De echte Europese spits
PAUL GOOSSENS
Wie? Europajournalist en columnist van deze krant.
Wat? De voorzitter van de Europese Raad is eerder het hoofd van een bescheiden secretariaat dan president. JeanClaude Juncker steunt op Donald Tusk, maar in de praktijk heeft hij de touwtjes in handen.
De benoemingsmarathon rond de Europese topjobs was leerrijk. Zoveel duidelijker dan vijf en tien jaar geleden bleek dat er maar één Europese topjob bestaat, die van voorzitter van de Europese Commissie. Daar ligt de sleutel van de Europese macht, dat is de post die ertoe doet. Hoe boeiend en goedbetaald het voorzitterschap van het Europees Parlement en de Europese Centrale Bank ook zijn, de impact van de voorzitter van de Europese Commissie is groter. Zeker in vergelijking met die van de Hoge Vertegenwoordiger voor het buitenlands beleid, een baan waarin de uitverkorene zich vijf jaar lang in nederigheid en nietszeggende uitspraken kan bekwamen. Het statement van de regeringsleiders tijdens de benoemingsepisode was helder: de leiding van de Commissie is het sluitstuk van de Europese architectuur en het belang ervan overtreft dat van de Europese Raad.

--- Schriftelijke opdracht a ---
Herschrijf de alinea uit het opiniestuk die begint met "De benoemingsmarathon rond de Europese topjobs" korter, met behoud van de belangrijkste feiten.
Dit opiniestuk en de lijst die volgt hebben niets met elkaar te maken.

--- Uitgelezen gegevens ---
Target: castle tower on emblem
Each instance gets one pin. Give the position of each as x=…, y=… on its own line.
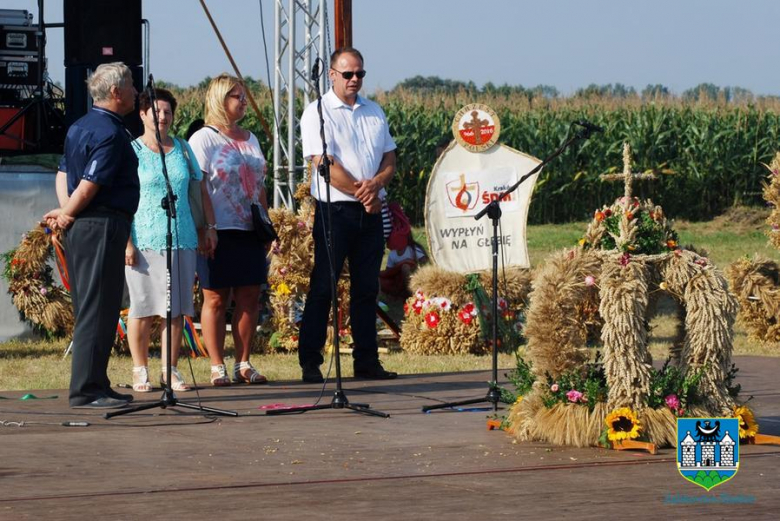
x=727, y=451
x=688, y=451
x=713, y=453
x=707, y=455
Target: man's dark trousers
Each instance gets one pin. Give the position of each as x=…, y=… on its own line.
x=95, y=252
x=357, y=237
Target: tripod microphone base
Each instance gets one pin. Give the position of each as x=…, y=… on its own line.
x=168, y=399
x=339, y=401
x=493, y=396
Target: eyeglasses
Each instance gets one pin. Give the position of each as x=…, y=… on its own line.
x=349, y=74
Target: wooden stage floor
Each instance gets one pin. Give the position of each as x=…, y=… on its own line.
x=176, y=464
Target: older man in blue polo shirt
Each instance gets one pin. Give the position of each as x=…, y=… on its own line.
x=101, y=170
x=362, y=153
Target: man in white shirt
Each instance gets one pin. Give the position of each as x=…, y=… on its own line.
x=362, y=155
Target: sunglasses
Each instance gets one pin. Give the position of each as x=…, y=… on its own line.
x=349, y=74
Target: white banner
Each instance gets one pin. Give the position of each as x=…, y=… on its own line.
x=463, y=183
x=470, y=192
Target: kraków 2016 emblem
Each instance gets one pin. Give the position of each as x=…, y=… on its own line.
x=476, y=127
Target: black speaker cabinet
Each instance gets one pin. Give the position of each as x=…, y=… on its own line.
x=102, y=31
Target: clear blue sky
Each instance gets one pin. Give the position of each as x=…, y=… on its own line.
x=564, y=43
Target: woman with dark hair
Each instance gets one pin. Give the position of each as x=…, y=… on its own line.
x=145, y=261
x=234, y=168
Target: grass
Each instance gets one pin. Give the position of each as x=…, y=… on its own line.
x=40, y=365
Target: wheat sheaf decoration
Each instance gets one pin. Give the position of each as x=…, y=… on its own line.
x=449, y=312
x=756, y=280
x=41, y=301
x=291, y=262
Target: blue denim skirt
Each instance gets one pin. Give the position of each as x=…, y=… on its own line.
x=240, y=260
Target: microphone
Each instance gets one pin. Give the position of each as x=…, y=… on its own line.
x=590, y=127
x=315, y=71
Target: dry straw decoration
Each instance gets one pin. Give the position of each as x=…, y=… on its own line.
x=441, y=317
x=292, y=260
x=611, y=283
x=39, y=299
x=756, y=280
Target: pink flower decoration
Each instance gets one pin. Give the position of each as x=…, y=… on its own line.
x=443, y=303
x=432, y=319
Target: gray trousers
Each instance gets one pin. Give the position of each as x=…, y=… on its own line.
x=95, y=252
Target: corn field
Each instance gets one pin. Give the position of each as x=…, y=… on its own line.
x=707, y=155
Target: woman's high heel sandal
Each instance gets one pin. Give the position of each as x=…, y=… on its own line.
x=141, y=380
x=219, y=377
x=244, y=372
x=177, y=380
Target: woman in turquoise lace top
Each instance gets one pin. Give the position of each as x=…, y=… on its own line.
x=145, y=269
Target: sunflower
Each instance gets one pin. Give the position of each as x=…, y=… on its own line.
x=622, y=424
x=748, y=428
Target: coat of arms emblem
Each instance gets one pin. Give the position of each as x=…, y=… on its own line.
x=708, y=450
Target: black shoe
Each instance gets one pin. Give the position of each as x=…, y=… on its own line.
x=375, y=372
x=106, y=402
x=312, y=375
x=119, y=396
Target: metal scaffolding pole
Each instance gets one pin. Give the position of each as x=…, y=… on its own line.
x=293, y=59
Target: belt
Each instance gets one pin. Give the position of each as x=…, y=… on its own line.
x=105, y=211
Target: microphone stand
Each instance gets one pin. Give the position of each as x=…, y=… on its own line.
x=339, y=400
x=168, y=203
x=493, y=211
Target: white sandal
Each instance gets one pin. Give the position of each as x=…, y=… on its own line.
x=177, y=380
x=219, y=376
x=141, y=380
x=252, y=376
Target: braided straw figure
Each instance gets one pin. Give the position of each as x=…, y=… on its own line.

--- Schriftelijke opdracht b ---
Vervang in de lijst, te beginnen bij het begin van de lijst en eindigend bij de regel met "x=40, y=365", "Target" door "Object" en geef alleen die regels verder ongewijzigd terug. Laat de afbeeldingen weg.

--- Uitkomst oefening a ---
De benoemingsmarathon voor de Europese topjobs maakte duidelijker dan vijf en tien jaar geleden dat er maar één echte topjob bestaat: voorzitter van de Europese Commissie, de sleutel tot de Europese macht. Het voorzitterschap van het Europees Parlement en van de Europese Centrale Bank is boeiend en goedbetaald, maar heeft minder impact. Dat geldt zeker voor de Hoge Vertegenwoordiger voor het buitenlands beleid. De regeringsleiders maakten duidelijk dat de leiding van de Commissie het sluitstuk van de Europese architectuur is en zwaarder weegt dan de Europese Raad.

--- Uitkomst oefening b ---
Object: castle tower on emblem
Each instance gets one pin. Give the position of each as x=…, y=… on its own line.
x=727, y=451
x=688, y=451
x=713, y=453
x=707, y=455
Object: man's dark trousers
Each instance gets one pin. Give the position of each as x=…, y=… on its own line.
x=95, y=252
x=357, y=237
Object: tripod microphone base
Each instance gets one pin. Give the position of each as x=…, y=… on its own line.
x=168, y=399
x=339, y=401
x=493, y=396
Object: eyeglasses
Each instance gets one pin. Give the position of each as x=…, y=… on its own line.
x=349, y=74
Object: wooden stage floor
Each instance gets one pin. Give the position of each as x=…, y=… on its own line.
x=176, y=464
Object: older man in blue polo shirt
Each instance gets one pin. Give the position of each as x=…, y=… on its own line.
x=101, y=170
x=362, y=153
Object: man in white shirt
Each instance gets one pin. Give the position of each as x=…, y=… on its own line.
x=362, y=155
Object: sunglasses
Each instance gets one pin. Give the position of each as x=…, y=… on its own line.
x=349, y=74
Object: white banner
Each instance gets one pin. Give the position of each as x=…, y=… on its own line.
x=463, y=183
x=470, y=192
Object: kraków 2016 emblem
Each instance gets one pin. Give the position of each as x=…, y=… on its own line.
x=476, y=127
Object: black speaker cabinet
Each instance gets one pin. Give the position of each as x=…, y=… on its own line.
x=102, y=31
Object: clear blue sky
Each instance gets one pin. Give the position of each as x=…, y=… on its own line.
x=564, y=43
Object: woman with dark hair
Each instance gets one pin. Give the position of each as x=…, y=… on its own line.
x=145, y=261
x=234, y=168
Object: grass
Each instance gets one pin. Give the position of each as x=…, y=… on its own line.
x=40, y=365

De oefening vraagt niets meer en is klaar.